■ SHORT PROBLEM:
Please show every line in the data below that contains the string "query".
— Begin GIVEN RECORDS —
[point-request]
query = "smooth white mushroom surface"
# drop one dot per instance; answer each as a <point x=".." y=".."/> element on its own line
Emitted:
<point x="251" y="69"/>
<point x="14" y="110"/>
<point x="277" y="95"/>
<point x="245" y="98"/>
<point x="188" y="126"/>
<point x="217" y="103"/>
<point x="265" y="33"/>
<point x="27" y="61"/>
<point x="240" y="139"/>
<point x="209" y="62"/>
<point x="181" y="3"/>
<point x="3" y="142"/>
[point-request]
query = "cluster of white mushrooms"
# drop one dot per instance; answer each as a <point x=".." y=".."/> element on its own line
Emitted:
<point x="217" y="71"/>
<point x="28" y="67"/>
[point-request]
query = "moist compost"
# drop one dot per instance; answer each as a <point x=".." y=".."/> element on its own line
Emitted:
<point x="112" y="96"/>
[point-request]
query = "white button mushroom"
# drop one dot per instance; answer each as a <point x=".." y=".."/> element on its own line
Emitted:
— End GIVEN RECORDS —
■ COMPLETE ANSWER:
query = "smooth white mushroom surface"
query = "cluster of white mushrooms"
query = "moist compost"
query = "white button mushroom"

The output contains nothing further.